⟨
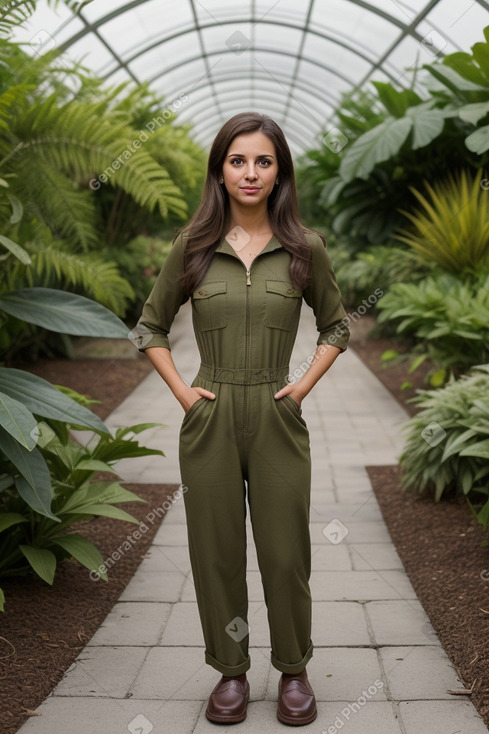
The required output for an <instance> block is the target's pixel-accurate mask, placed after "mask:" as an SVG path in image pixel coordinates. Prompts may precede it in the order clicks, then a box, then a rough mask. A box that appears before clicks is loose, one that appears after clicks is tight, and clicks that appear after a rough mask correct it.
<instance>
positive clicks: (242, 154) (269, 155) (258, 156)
mask: <svg viewBox="0 0 489 734" xmlns="http://www.w3.org/2000/svg"><path fill="white" fill-rule="evenodd" d="M234 156H239V157H240V158H246V156H245V155H244V153H230V154H229V155H228V158H233V157H234ZM256 157H257V158H274V156H273V155H272V154H271V153H261V154H260V155H257V156H256Z"/></svg>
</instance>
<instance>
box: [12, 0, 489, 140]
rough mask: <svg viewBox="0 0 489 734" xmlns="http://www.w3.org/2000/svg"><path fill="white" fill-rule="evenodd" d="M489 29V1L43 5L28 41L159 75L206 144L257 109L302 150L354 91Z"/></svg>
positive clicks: (266, 1)
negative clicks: (282, 128)
mask: <svg viewBox="0 0 489 734" xmlns="http://www.w3.org/2000/svg"><path fill="white" fill-rule="evenodd" d="M486 25H489V4H488V2H485V0H407V1H406V2H404V0H370V1H368V2H367V0H302V1H301V0H239V2H236V1H234V2H233V1H231V2H227V3H225V2H223V0H204V2H201V1H200V0H179V1H178V2H175V1H173V2H172V1H171V0H132V1H131V2H121V1H120V0H91V2H88V3H86V4H85V5H84V6H83V7H82V9H81V11H79V12H78V13H76V14H74V13H73V12H72V11H70V10H69V9H68V8H67V7H66V6H65V5H62V4H60V5H59V6H58V7H57V8H56V10H55V9H53V8H52V7H49V6H48V5H47V3H46V2H45V0H42V1H40V2H39V3H38V9H37V11H36V13H35V14H34V15H33V16H32V18H31V19H30V21H29V23H28V24H27V25H26V26H25V27H24V28H23V29H22V31H19V34H18V39H19V40H22V41H25V42H26V43H27V44H28V45H29V46H30V47H31V48H32V50H33V53H36V54H37V53H43V52H44V51H47V50H49V49H52V48H54V47H59V48H60V49H61V50H63V51H64V52H65V54H66V56H67V57H68V58H70V59H74V60H78V61H80V60H81V61H83V63H84V64H85V65H86V66H88V67H89V68H90V69H92V70H93V71H95V72H97V74H99V75H100V76H102V77H103V78H104V79H106V80H107V83H110V84H116V83H120V82H121V81H124V80H128V79H129V80H132V81H134V82H138V83H139V82H149V84H150V87H151V88H152V89H153V90H154V91H156V92H158V93H161V94H164V97H165V103H166V104H168V105H170V106H172V107H173V108H174V109H175V110H176V111H177V112H178V114H179V119H180V120H181V121H182V122H191V123H192V125H193V130H194V137H195V139H196V140H197V141H198V142H200V143H201V144H202V145H203V146H204V147H208V146H209V144H210V142H211V141H212V139H213V138H214V136H215V134H216V132H217V130H218V129H219V127H220V126H221V125H222V123H223V122H224V121H225V120H226V119H228V118H229V117H231V116H232V115H233V114H235V113H236V112H240V111H244V110H256V111H259V112H263V113H266V114H269V115H270V116H271V117H273V118H274V119H275V120H276V121H277V122H278V123H279V124H280V125H281V126H282V128H283V129H284V131H285V133H286V135H287V138H288V140H289V143H290V146H291V148H292V150H293V152H294V153H295V154H299V153H301V152H302V151H303V150H305V149H307V148H308V147H311V146H313V145H315V144H317V143H318V140H319V139H320V137H319V136H320V134H321V133H323V132H324V131H326V132H327V131H328V129H329V128H331V127H332V119H333V116H334V111H335V109H336V108H337V106H338V104H339V102H340V100H341V96H342V94H343V93H344V92H348V91H349V90H352V89H355V88H360V89H362V88H363V89H365V88H367V87H368V83H369V81H371V80H378V81H390V82H392V83H393V84H394V85H395V86H396V87H397V88H402V87H409V86H410V85H411V84H412V83H413V71H412V67H414V66H418V67H419V66H421V65H422V64H424V63H429V62H431V61H433V60H434V59H435V58H441V57H442V56H443V55H444V54H447V53H452V52H454V51H457V50H463V51H467V50H469V48H470V46H471V45H472V44H473V43H475V42H476V41H479V40H482V38H483V36H482V29H483V28H484V26H486ZM409 67H411V70H408V71H406V69H408V68H409ZM418 83H419V80H417V81H416V84H418Z"/></svg>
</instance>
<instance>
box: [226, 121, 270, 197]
mask: <svg viewBox="0 0 489 734" xmlns="http://www.w3.org/2000/svg"><path fill="white" fill-rule="evenodd" d="M222 175H223V178H224V186H225V187H226V190H227V192H228V194H229V197H230V199H232V200H234V201H235V202H236V203H238V204H240V205H241V206H255V205H256V204H260V203H262V202H263V201H266V200H267V199H268V197H269V195H270V193H271V192H272V190H273V187H274V185H275V180H276V178H277V175H278V163H277V154H276V151H275V146H274V144H273V143H272V141H271V140H270V138H268V137H267V136H266V135H264V134H263V133H262V132H259V131H257V132H253V133H247V134H246V135H238V136H237V137H236V138H234V140H233V141H232V143H231V145H230V146H229V148H228V150H227V152H226V157H225V159H224V163H223V166H222Z"/></svg>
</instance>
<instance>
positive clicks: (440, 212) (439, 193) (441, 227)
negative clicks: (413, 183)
mask: <svg viewBox="0 0 489 734" xmlns="http://www.w3.org/2000/svg"><path fill="white" fill-rule="evenodd" d="M481 178H482V171H479V172H478V173H477V175H476V176H471V175H470V174H469V173H468V172H466V171H461V172H460V173H459V174H458V176H457V177H455V178H454V177H453V176H451V175H449V176H448V177H447V179H446V180H445V181H443V182H442V183H439V184H434V185H433V186H431V185H430V184H429V183H428V182H426V181H425V187H426V189H427V191H428V192H429V195H430V198H431V200H428V199H427V198H426V197H425V196H423V194H421V193H420V192H419V191H417V190H416V189H415V188H413V187H410V190H411V191H412V193H413V194H414V196H415V197H416V199H417V200H418V201H419V202H420V203H421V205H422V207H423V209H424V211H422V210H417V211H416V210H415V211H412V212H409V211H405V210H401V211H402V213H403V214H404V215H405V216H406V217H407V218H408V219H409V221H410V222H411V223H412V224H413V227H414V231H413V232H409V231H407V230H399V233H398V234H397V235H395V236H396V237H397V239H399V240H401V241H402V242H405V243H407V244H408V245H409V246H410V247H412V248H413V249H414V250H415V251H416V252H417V253H418V255H420V256H421V257H422V258H423V259H424V260H427V261H428V262H436V263H437V264H438V265H440V266H441V267H442V268H444V269H445V270H447V271H449V272H451V273H455V274H458V273H460V272H461V271H463V270H464V269H465V268H469V269H473V270H475V269H477V268H478V267H484V266H485V267H486V268H487V266H488V265H489V199H488V193H487V191H485V190H484V189H483V188H481Z"/></svg>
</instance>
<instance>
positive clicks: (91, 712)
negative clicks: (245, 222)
mask: <svg viewBox="0 0 489 734" xmlns="http://www.w3.org/2000/svg"><path fill="white" fill-rule="evenodd" d="M171 336H172V347H173V350H172V354H173V358H174V361H175V364H176V365H177V367H178V369H179V371H180V373H181V374H182V376H183V377H184V379H186V381H187V382H188V383H190V381H191V380H192V378H193V377H194V375H195V374H196V372H197V369H198V365H199V362H200V360H199V356H198V353H197V350H196V347H195V344H194V340H193V332H192V326H191V320H190V304H189V303H187V304H185V306H184V307H183V308H182V309H181V311H180V313H179V314H178V316H177V318H176V320H175V323H174V326H173V329H172V334H171ZM316 338H317V332H316V330H315V324H314V318H313V315H312V312H311V310H310V309H309V308H308V307H307V306H305V305H304V307H303V312H302V319H301V325H300V335H299V337H298V339H297V342H296V345H295V349H294V353H293V356H292V359H291V363H290V365H291V369H292V370H293V369H294V368H295V367H296V366H297V365H299V364H300V363H301V362H303V361H304V360H305V359H306V358H307V356H308V354H310V353H311V352H312V351H313V350H314V346H315V343H316ZM182 415H183V411H182V408H181V406H180V405H179V404H178V402H177V401H176V400H175V399H174V398H173V396H172V394H171V392H170V391H169V389H168V387H167V386H166V384H165V383H164V382H163V381H162V380H161V378H160V377H159V376H158V375H157V374H156V373H153V374H151V375H149V376H148V377H147V378H146V379H145V380H144V381H143V382H142V383H141V384H140V385H139V387H138V388H137V389H136V390H135V391H134V392H133V393H132V395H130V396H129V397H128V398H127V399H126V400H125V401H124V402H123V403H122V404H121V405H120V406H119V408H118V409H117V410H116V411H115V412H114V413H112V415H111V416H110V418H109V419H108V421H107V424H108V425H110V426H119V425H128V424H131V423H137V422H143V421H160V422H164V423H165V424H166V426H165V427H164V428H157V429H152V430H151V431H148V432H147V433H146V434H143V439H144V441H145V442H146V443H147V444H148V445H152V446H155V447H158V448H163V450H164V451H165V454H166V456H165V458H163V457H148V458H145V459H141V460H140V459H135V460H131V461H130V462H129V461H125V462H121V463H120V464H119V471H120V474H121V475H122V477H123V478H124V480H125V481H128V482H148V483H150V482H162V483H175V484H179V483H180V476H179V470H178V431H179V427H180V423H181V420H182ZM303 415H304V418H305V419H306V422H307V424H308V426H309V431H310V436H311V454H312V464H313V485H312V499H311V535H312V553H313V558H312V567H313V571H312V576H311V588H312V594H313V600H314V602H313V633H312V639H313V642H314V646H315V647H314V655H313V658H312V660H311V661H310V663H309V665H308V674H309V678H310V681H311V684H312V686H313V688H314V690H315V693H316V698H317V701H318V717H317V719H316V721H315V722H313V723H312V724H309V725H308V726H305V727H301V731H302V730H303V731H307V732H315V733H316V734H337V732H339V731H341V732H342V734H400V733H401V732H402V733H403V734H419V732H423V733H424V732H426V733H427V734H428V733H429V734H483V733H484V732H487V731H488V730H487V728H486V726H485V725H484V723H483V722H482V720H481V718H480V717H479V715H478V714H477V711H476V710H475V708H474V707H473V705H472V703H471V701H470V699H469V698H468V697H466V696H453V695H450V694H449V693H447V689H457V688H461V687H462V686H461V683H460V681H459V680H458V679H457V676H456V673H455V671H454V669H453V667H452V666H451V664H450V662H449V660H448V658H447V656H446V654H445V652H444V651H443V648H442V647H441V645H440V643H439V641H438V639H437V637H436V635H435V633H434V631H433V628H432V627H431V624H430V622H429V620H428V618H427V616H426V614H425V613H424V610H423V609H422V607H421V604H420V603H419V601H418V600H417V598H416V594H415V592H414V590H413V587H412V586H411V583H410V582H409V579H408V577H407V576H406V573H405V571H404V569H403V566H402V564H401V561H400V559H399V556H398V555H397V553H396V550H395V548H394V545H393V543H392V541H391V538H390V535H389V533H388V530H387V528H386V525H385V523H384V521H383V519H382V516H381V513H380V510H379V507H378V504H377V501H376V499H375V495H374V494H373V491H372V488H371V485H370V482H369V478H368V475H367V472H366V470H365V466H366V465H371V464H380V465H382V464H393V463H397V459H398V456H399V453H400V451H401V448H402V439H401V427H402V425H403V423H404V422H405V421H406V418H407V415H406V413H405V411H404V410H403V409H402V408H401V407H400V406H399V405H398V403H397V402H396V401H395V400H394V398H393V397H391V395H390V393H388V391H387V390H386V389H385V388H384V387H383V386H382V384H381V383H380V382H379V381H378V380H377V378H376V377H374V376H373V375H372V373H371V372H370V371H369V370H368V369H367V368H366V367H365V366H364V364H363V363H362V362H361V361H360V359H359V358H358V357H357V356H356V355H355V353H354V352H353V351H352V350H347V351H346V352H345V353H344V354H342V355H340V356H339V358H338V360H337V361H336V362H335V364H334V365H333V367H332V368H331V370H330V371H329V372H328V374H327V375H326V376H324V377H323V378H322V379H321V380H320V381H319V383H317V384H316V386H315V387H314V389H313V390H312V391H311V393H310V394H309V395H308V396H307V397H306V399H305V400H304V402H303ZM168 506H169V505H167V507H168ZM148 512H150V510H148ZM249 530H250V533H249V536H248V537H249V538H250V545H249V546H248V551H249V553H248V558H249V571H248V585H249V598H250V614H249V624H250V627H251V631H250V655H251V658H252V667H251V670H250V671H249V673H248V679H249V681H250V686H251V697H250V703H249V706H248V716H247V719H246V721H244V722H243V723H241V724H238V725H229V726H226V725H215V724H211V723H210V722H208V721H207V719H206V718H205V716H204V711H205V707H206V704H207V697H208V695H209V693H210V691H211V689H212V688H213V687H214V685H215V683H216V682H217V680H218V679H219V673H218V672H217V671H215V670H214V669H213V668H211V667H209V666H207V665H206V664H205V663H204V650H203V640H202V633H201V628H200V622H199V618H198V613H197V604H196V600H195V594H194V588H193V584H192V576H191V572H190V563H189V559H188V550H187V545H186V542H187V538H186V527H185V514H184V507H183V500H181V499H180V500H179V501H176V502H175V503H174V504H173V505H172V506H171V508H170V509H169V510H168V512H167V517H166V518H165V519H164V521H163V523H162V525H161V527H160V529H159V530H158V533H157V535H156V536H155V539H154V542H153V544H152V546H151V549H150V552H149V554H148V557H147V558H145V559H144V560H143V562H142V563H141V565H140V566H139V569H138V570H137V572H136V574H135V575H134V577H133V578H132V580H131V581H130V583H129V584H128V586H127V587H126V589H125V590H124V592H123V594H122V596H121V597H120V599H119V601H118V602H117V604H116V605H115V606H114V608H113V609H112V611H111V612H110V614H109V615H108V616H107V618H106V619H105V621H104V622H103V623H102V625H101V627H100V628H99V630H98V631H97V632H96V634H95V635H94V636H93V637H92V639H91V640H90V642H89V643H88V645H87V646H86V647H85V649H84V650H83V651H82V652H81V654H80V655H79V657H78V658H77V660H76V661H75V663H74V664H73V665H72V666H71V668H70V669H69V670H68V671H67V673H66V674H65V676H64V677H63V679H62V680H61V681H60V683H59V684H58V685H57V687H56V688H55V690H54V691H53V693H52V694H51V695H50V696H49V697H48V698H47V699H46V700H45V702H44V703H43V704H42V705H41V706H40V707H39V709H38V712H39V714H40V716H35V717H32V718H31V719H29V721H27V722H26V723H25V724H24V725H23V726H22V727H21V729H20V730H19V731H20V732H21V734H67V733H69V734H87V732H89V733H90V734H116V733H117V734H123V733H124V732H130V733H131V734H150V732H154V734H191V732H195V734H204V732H209V733H211V732H212V733H213V734H215V733H216V732H220V733H221V734H226V732H238V731H239V734H269V733H270V734H272V733H273V734H275V733H276V734H279V733H280V734H284V732H285V731H286V727H285V726H284V725H283V724H281V723H280V722H279V721H278V720H277V718H276V695H277V684H278V679H279V677H280V673H279V672H278V671H277V670H275V668H273V667H272V666H271V664H270V648H269V636H268V626H267V619H266V609H265V605H264V601H263V591H262V587H261V580H260V575H259V571H258V566H257V560H256V553H255V550H254V546H253V544H252V536H251V528H249ZM100 583H101V582H100Z"/></svg>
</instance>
⟩
▶ Task to complete
Using the records above, report each line that contains the word "positive" by copying it.

▶ Exercise solution
positive clicks: (242, 154) (269, 155) (258, 156)
positive clicks: (266, 1)
positive clicks: (440, 212) (439, 193) (441, 227)
positive clicks: (91, 712)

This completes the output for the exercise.